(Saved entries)
== == ==

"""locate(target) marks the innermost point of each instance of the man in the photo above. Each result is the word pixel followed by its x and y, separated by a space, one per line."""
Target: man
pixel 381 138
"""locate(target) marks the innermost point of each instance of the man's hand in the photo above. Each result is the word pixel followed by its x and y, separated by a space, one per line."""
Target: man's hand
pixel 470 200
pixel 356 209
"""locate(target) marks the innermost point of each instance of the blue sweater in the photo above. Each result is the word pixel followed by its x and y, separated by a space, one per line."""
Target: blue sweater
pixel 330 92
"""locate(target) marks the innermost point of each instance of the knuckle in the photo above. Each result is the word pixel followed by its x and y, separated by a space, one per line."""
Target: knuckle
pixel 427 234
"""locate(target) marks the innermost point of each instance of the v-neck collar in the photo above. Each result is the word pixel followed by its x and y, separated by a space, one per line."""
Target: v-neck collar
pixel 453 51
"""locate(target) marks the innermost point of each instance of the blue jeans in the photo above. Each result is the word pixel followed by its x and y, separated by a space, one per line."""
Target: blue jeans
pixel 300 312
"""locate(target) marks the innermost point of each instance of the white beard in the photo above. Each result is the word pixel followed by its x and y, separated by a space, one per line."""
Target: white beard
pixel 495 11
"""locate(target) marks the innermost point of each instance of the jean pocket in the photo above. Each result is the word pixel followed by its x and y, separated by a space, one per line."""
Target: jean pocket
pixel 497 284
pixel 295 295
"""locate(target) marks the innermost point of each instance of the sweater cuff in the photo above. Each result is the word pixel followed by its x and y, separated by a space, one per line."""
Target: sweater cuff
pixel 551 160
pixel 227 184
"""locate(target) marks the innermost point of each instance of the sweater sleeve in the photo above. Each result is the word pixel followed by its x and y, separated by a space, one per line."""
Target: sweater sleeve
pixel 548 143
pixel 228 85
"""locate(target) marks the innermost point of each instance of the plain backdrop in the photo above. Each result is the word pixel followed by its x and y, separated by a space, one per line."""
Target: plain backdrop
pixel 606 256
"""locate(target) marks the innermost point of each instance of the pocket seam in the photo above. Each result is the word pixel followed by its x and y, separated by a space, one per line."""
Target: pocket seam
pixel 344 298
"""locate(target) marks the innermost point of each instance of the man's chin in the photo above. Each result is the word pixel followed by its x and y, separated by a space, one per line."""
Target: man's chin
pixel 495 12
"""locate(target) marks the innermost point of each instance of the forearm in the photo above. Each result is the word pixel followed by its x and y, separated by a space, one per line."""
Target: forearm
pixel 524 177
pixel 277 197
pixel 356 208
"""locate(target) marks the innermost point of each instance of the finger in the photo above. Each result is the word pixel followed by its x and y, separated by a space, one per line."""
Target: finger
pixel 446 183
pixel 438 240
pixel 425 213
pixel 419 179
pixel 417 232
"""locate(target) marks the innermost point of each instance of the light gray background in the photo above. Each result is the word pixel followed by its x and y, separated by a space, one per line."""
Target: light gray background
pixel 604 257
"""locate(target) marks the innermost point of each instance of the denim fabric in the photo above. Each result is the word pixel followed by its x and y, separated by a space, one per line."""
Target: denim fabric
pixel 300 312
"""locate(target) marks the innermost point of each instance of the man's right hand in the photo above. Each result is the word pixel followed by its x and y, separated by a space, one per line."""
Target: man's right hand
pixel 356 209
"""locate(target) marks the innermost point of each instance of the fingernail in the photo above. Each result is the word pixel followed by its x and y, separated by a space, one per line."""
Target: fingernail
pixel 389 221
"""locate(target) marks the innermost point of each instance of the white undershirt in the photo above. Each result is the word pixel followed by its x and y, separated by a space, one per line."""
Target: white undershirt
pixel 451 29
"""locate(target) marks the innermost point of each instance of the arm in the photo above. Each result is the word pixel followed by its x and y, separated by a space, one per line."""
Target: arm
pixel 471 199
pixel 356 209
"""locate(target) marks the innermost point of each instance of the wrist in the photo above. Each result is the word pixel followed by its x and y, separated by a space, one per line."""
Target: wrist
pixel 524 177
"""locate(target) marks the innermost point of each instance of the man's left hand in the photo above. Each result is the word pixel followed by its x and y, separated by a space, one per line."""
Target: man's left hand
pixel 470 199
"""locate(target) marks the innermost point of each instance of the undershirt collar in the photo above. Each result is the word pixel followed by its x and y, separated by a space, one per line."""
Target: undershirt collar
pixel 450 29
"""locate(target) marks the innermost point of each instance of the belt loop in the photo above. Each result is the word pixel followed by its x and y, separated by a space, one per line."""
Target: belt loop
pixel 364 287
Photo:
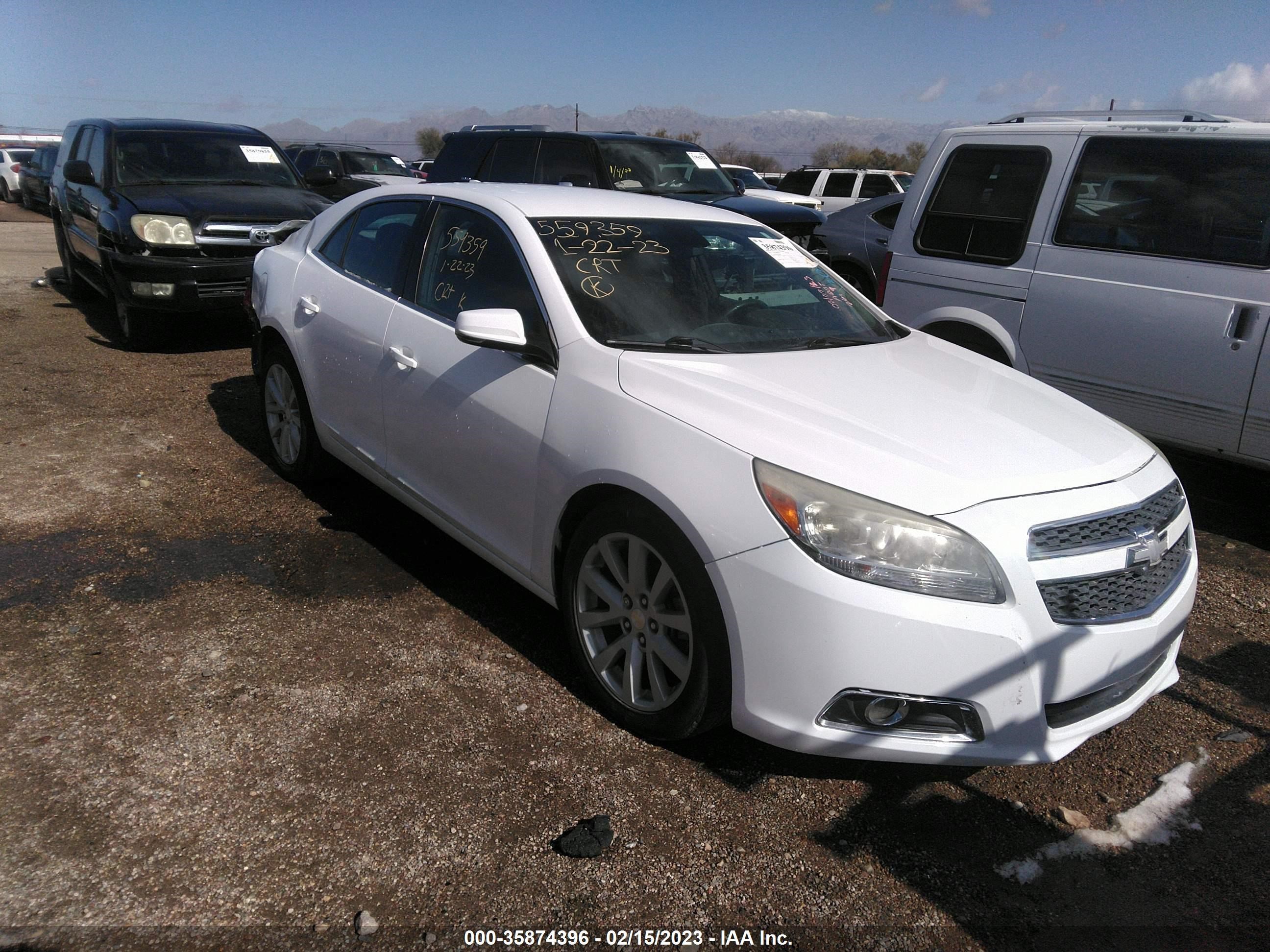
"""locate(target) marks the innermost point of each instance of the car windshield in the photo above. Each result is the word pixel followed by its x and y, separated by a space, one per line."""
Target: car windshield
pixel 707 286
pixel 663 169
pixel 155 157
pixel 748 178
pixel 375 164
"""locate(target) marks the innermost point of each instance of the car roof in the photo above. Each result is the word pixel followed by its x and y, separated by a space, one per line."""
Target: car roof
pixel 564 201
pixel 170 126
pixel 1141 126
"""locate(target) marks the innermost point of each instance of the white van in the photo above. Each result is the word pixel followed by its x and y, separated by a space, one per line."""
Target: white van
pixel 1121 258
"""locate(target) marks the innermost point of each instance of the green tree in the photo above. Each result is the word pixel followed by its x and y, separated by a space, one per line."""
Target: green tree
pixel 430 142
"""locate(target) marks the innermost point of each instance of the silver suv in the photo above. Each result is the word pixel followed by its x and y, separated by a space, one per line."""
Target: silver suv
pixel 1118 257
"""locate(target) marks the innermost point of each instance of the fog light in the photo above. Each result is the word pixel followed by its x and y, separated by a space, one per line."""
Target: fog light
pixel 884 713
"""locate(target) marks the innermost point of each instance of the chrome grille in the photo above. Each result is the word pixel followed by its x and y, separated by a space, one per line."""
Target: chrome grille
pixel 222 288
pixel 1117 595
pixel 1109 530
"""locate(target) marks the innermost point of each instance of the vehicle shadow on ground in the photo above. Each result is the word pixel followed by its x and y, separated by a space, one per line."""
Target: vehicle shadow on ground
pixel 929 827
pixel 185 334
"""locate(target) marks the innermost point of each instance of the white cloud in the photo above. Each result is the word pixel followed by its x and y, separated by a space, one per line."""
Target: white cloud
pixel 935 91
pixel 1026 84
pixel 1239 88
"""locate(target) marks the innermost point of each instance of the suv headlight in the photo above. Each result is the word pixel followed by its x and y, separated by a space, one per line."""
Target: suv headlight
pixel 872 541
pixel 163 230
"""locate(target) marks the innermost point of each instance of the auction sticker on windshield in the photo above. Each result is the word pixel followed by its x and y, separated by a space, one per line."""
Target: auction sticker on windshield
pixel 261 154
pixel 785 254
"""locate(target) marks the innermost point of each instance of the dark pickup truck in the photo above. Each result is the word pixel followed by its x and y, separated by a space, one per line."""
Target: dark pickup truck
pixel 624 162
pixel 164 217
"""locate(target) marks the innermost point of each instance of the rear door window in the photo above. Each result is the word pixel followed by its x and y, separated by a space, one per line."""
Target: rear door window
pixel 877 187
pixel 799 182
pixel 1202 200
pixel 511 160
pixel 983 204
pixel 841 185
pixel 378 247
pixel 565 160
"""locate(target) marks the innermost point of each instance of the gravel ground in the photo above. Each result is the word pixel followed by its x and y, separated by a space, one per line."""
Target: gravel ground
pixel 235 713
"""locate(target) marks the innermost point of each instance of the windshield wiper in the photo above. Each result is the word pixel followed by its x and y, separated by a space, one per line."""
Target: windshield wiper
pixel 816 343
pixel 676 343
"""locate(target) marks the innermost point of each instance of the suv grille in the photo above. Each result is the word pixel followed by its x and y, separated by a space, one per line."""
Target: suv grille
pixel 1116 595
pixel 1109 530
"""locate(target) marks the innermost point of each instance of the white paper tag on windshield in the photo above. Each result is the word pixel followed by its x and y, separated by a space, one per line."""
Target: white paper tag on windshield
pixel 261 154
pixel 785 253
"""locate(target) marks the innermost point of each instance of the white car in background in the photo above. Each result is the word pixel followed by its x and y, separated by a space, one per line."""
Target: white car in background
pixel 757 188
pixel 11 160
pixel 752 496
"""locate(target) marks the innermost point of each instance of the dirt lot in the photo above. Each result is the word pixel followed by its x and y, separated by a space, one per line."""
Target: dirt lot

== == ==

**Problem details:** Copy out the stretch of the records from the line containing "of the denim" through the line containing "pixel 470 199", keeping every line unchanged.

**Final result:**
"""locate(target) marks the innermost point of each instance of the denim fabric in the photo above. Each result is the word pixel followed by its x and y, separated by a space, one per line."""
Target: denim fabric
pixel 300 312
"""locate(target) marks the innermost point of each instance of the man's right hand in the photo above. Each result is the word pixel followed by its x and y, separated by a space, one per line."""
Target: man's right hand
pixel 356 209
"""locate(target) marks the innermost point of each instance of the fingernail in the photo above. Each result is the word pixel followed by its x and y, separated by a space, one per line."""
Target: fingernail
pixel 389 221
"""locate(target) marks the innermost point of each instance of the white undershirt in the photo above. Each result is the word pixel followed by its x and y, separated by a space, one per line."""
Target: white undershirt
pixel 451 29
"""locate(target) marks the innermost point of each instance of the arm in the photo above. Each result is the word pixel followed by its x and y, separated by a space, one per line."""
Target: arm
pixel 471 199
pixel 356 209
"""locate(target) marks the innermost point of each instance of the wrist in the photo above. Each result is the word pixel followed by its x and y, separated by a space, one per line."""
Target: wrist
pixel 524 177
"""locate(target) marks the innermost point of each instance of the man's left hand in the photo above. Each result is the word pixel followed by its x and y, separated by a space, one per line."""
Target: man's left hand
pixel 470 199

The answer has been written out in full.